# [BRANO SCELTO]
L’osservazione degli effetti talvolta malefici, prodotti dallo “sguardo” dei due “pianeti-occhi” sui campi e sulle acque, generò la convinzione che l’origine di qualsiasi sofferenza fosse causata dall’influenza del cosi detto “occhio cattivo”. Poi, quando la capacità di emanare questa forza venne attribuita ad alcuni individui ritenuti, forse a causa del loro aspetto, possessori anche del tutto inconsci di tale prerogativa, la superstizione del “malocchio” raggiunse una diffusione enorme. A seguito della credenza secondo la quale la persona, prendendo contatto attraverso il simbolo con il suo modello, diviene “una porzione di quell’essere “magico” e acquisisce l’immunità e la tutela dalle sue influenze malefiche”, così da permettere agli amuleti degli “occhi” di godere  di grande diffusione e popolarità.

Il mistero della fecondità della donna e della terra è il primo fenomeno che l’uomo si è prefisso di controllare e favorire attraverso la forza magica. Si può presumere che ad assicurare la fertilità siano state preposte, già in epoca paleolitica, le celebri statuette definite, “Dea Madre” che sono state ritrovate in molte regioni dell’Europa e dell’Asia e, in gran numero, anche in Sardegna.

Amuleti con conchiglie marine, ritenute sin dalle origini dell’uomo una potente tutela contro il malocchio, sono stati ritrovati in Sardegna nelle tombe puniche. Le stesse virtù delle conchiglie sono state attribuite nella religione giudaico-araba agli opercoli di alcuni gasteropodi come il Turbo rugosus che per la sua forma, richiamante quella dell’occhio, è divenuto l’amuleto deputato più di ogni altro a proteggere gli occhi da ogni male. Per questa funzione, nella religione popolare cristiana, si ritrova accoppiato ad un’immagine sacra ed è denominato “occhio di Santa Lucia”.

Il corallo che un tempo era ritenuto una pietra, deriva la sua valenza “amuletica” dal colore rosso, questa volta da identificare come simbolo del sangue che, per i popoli antichi rappresentava l’energia vitale in conseguenza del fatto che, alla perdita del sangue nell’uomo e nell’animale, si accompagnava la fine del vigore e la morte. Perciò il colore rosso fu ritenuto portatore delle stesse forze misteriose del sangue e quindi capace di dispensare forza e vitalità. 
Vi è inoltre la teoria che abbina alcune pietre alle costellazioni zodiacali e ai pianeti del sistema solare, la cui influenza ricade sulla vita terrestre, tale teoria era riconosciuta sin dai Caldei, anche se  di connessione tra Zodiaco e gemme si parla anche nella Bibbia e, nel III secolo, San Girolamo osservò una precisa corrispondenza tra dodici pietre preziose e i pianeti.

# [ESTRATTO DATI]
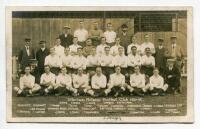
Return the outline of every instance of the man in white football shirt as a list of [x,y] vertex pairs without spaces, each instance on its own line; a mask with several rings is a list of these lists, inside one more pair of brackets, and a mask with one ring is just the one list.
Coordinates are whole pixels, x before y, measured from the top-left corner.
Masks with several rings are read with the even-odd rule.
[[61,68],[61,73],[56,77],[56,85],[54,87],[55,95],[60,96],[72,95],[76,89],[72,87],[72,78],[67,74],[66,67]]
[[46,56],[44,65],[48,65],[50,70],[55,75],[58,75],[60,68],[62,67],[62,60],[55,53],[55,48],[50,48],[50,55]]
[[115,67],[115,73],[110,75],[108,88],[105,90],[106,95],[114,95],[115,97],[121,96],[126,90],[127,84],[125,83],[125,76],[121,74],[121,68]]
[[142,58],[141,56],[137,53],[137,47],[132,46],[131,47],[131,53],[128,55],[128,71],[129,74],[133,73],[133,69],[135,66],[141,66],[142,64]]
[[82,54],[82,48],[77,49],[77,55],[73,57],[72,68],[73,73],[77,72],[78,68],[86,69],[87,59]]
[[140,73],[138,65],[134,67],[134,71],[134,74],[130,76],[130,86],[127,86],[127,89],[130,93],[144,96],[144,93],[148,90],[148,87],[145,86],[145,75]]
[[140,44],[137,43],[136,36],[134,35],[131,39],[132,39],[131,40],[132,42],[131,42],[131,44],[128,45],[127,54],[130,55],[131,51],[132,51],[131,48],[133,46],[135,46],[137,48],[137,54],[140,55],[141,54],[141,46],[140,46]]
[[110,47],[113,46],[117,34],[116,34],[116,32],[113,31],[113,27],[112,27],[111,23],[107,24],[107,31],[104,32],[104,36],[106,37],[107,44]]
[[41,94],[48,95],[53,93],[56,76],[50,71],[49,65],[44,66],[45,73],[40,78]]
[[92,47],[91,55],[87,57],[87,72],[94,73],[96,71],[97,66],[100,66],[100,58],[96,54],[96,48]]
[[124,54],[124,48],[119,47],[118,48],[118,55],[114,57],[114,66],[120,66],[121,67],[121,73],[123,75],[127,74],[127,64],[128,64],[128,59],[127,56]]
[[123,48],[123,46],[120,45],[120,42],[121,42],[120,38],[117,37],[115,40],[115,45],[110,48],[111,55],[113,55],[113,56],[119,55],[119,48],[120,47]]
[[83,73],[83,68],[78,68],[78,73],[73,75],[73,86],[76,89],[75,94],[86,95],[88,90],[91,89],[89,86],[89,77],[87,74]]
[[102,56],[105,54],[105,47],[107,47],[108,45],[106,44],[106,38],[105,37],[101,37],[101,44],[97,46],[96,48],[96,53],[99,56]]
[[92,89],[88,91],[91,96],[104,96],[106,89],[107,79],[106,76],[102,73],[101,67],[96,68],[96,74],[92,76],[91,86]]
[[141,54],[145,55],[145,49],[150,48],[152,54],[155,54],[155,46],[153,43],[149,42],[149,35],[144,35],[144,43],[141,44]]
[[73,44],[69,46],[70,53],[72,55],[77,54],[77,49],[80,48],[81,46],[78,44],[78,38],[74,37],[73,38]]
[[159,75],[158,68],[154,68],[153,75],[150,77],[149,87],[151,95],[165,95],[168,88],[167,84],[164,84],[164,79]]
[[54,46],[55,53],[59,58],[61,58],[64,55],[65,48],[61,45],[60,38],[56,38],[56,45]]
[[106,75],[107,80],[109,80],[110,74],[113,73],[113,67],[114,67],[114,58],[112,55],[110,55],[110,47],[105,47],[105,54],[100,57],[100,65],[103,69],[104,75]]
[[79,28],[74,31],[74,37],[78,38],[79,44],[84,47],[88,38],[88,31],[84,27],[84,21],[79,22]]
[[19,79],[19,87],[14,87],[17,96],[32,96],[41,89],[41,87],[35,83],[35,77],[31,75],[30,72],[30,66],[25,66],[25,74]]
[[68,73],[72,73],[72,60],[74,56],[70,54],[68,47],[65,48],[65,55],[61,57],[62,66],[67,68]]
[[146,55],[142,56],[142,71],[148,75],[153,75],[153,69],[155,67],[155,58],[151,55],[150,48],[146,48]]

# [COMPITO 1]
Nel brano sugli amuleti, dove sono stati ritrovati in Sardegna gli amuleti con conchiglie marine?
# [COMPITO 2]
In base al brano sugli amuleti, spiega perché al corallo veniva dato valore di amuleto.

# [SOLUZIONE 1]
Nelle tombe puniche.

# [SOLUZIONE 2]
Il corallo deve il suo valore di amuleto al colore rosso, visto come simbolo del sangue. Per i popoli antichi il sangue era l'energia vitale, perché quando uomini e animali lo perdevano arrivavano la fine del vigore e la morte. Per questo si pensava che il rosso avesse le stesse forze misteriose del sangue e potesse dare forza e vitalità.